▶ _Tasks to carry out_:
• 1. In the insurance statute excerpt, within what period after an accident must the tort-feasor's liability insurer become insolvent for an insurer's insolvency protection to apply?
• 2. Return the insurance statute excerpt word for word, from "Provided under this" up to and including "is provided herein.".

[Source extract start]

Provided under this section the term "uninsured motor vehicle" shall include, but not be limited to, an insured motor vehicle where the liability insurer thereof is unable to make payment with respect to the legal liability within the limits specified therein because of insolvency.
An insurer's insolvency protection shall be applicable only to accidents occurring during a policy period in which its insured's uninsured motorist coverage is in effect where the liability insurer of the tort-feasor becomes insolvent within three years after such an accident. Nothing herein shall be construed to prevent any insurer from affording insolvency protection under terms and conditions more favorable to the insured than is provided herein.
In the event of payment to any person under the coverage required by this section and subject to the terms and conditions of coverage, the insurer making payment shall, to the extent thereof, be entitled to the proceeds of any settlement for judgment resulting from the exercise of any limits of recovery of that person against any person or organization legally responsible for the bodily injury for which the payment is made, including the proceeds recoverable from the assets of the insolvent insurer.

[Source extract end]
[Stored records start]

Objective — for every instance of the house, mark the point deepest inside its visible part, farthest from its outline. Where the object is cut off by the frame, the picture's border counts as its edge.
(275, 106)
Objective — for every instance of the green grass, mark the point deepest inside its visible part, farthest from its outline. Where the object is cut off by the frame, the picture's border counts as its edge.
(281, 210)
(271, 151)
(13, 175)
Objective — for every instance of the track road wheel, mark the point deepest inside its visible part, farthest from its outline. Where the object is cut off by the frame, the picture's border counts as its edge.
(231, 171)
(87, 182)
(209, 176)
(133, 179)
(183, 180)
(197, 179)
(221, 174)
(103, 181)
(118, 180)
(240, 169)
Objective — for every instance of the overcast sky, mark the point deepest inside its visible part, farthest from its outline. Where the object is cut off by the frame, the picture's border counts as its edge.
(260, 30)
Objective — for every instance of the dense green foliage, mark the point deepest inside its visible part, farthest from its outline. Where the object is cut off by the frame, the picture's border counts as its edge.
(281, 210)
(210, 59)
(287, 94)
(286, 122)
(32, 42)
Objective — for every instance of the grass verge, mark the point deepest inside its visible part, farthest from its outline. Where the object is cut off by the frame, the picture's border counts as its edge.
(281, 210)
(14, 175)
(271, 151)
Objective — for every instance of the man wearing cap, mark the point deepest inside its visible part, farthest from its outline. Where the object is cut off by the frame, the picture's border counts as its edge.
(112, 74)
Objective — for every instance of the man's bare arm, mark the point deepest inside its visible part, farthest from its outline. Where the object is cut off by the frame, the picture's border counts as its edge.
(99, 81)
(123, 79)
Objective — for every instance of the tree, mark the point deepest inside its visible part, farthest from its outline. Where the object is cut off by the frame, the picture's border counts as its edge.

[Stored records end]

▶ _Task-by-task outputs_:
• 1. Within three years after the accident.

• 2.
Provided under this section the term "uninsured motor vehicle" shall include, but not be limited to, an insured motor vehicle where the liability insurer thereof is unable to make payment with respect to the legal liability within the limits specified therein because of insolvency.
An insurer's insolvency protection shall be applicable only to accidents occurring during a policy period in which its insured's uninsured motorist coverage is in effect where the liability insurer of the tort-feasor becomes insolvent within three years after such an accident. Nothing herein shall be construed to prevent any insurer from affording insolvency protection under terms and conditions more favorable to the insured than is provided herein.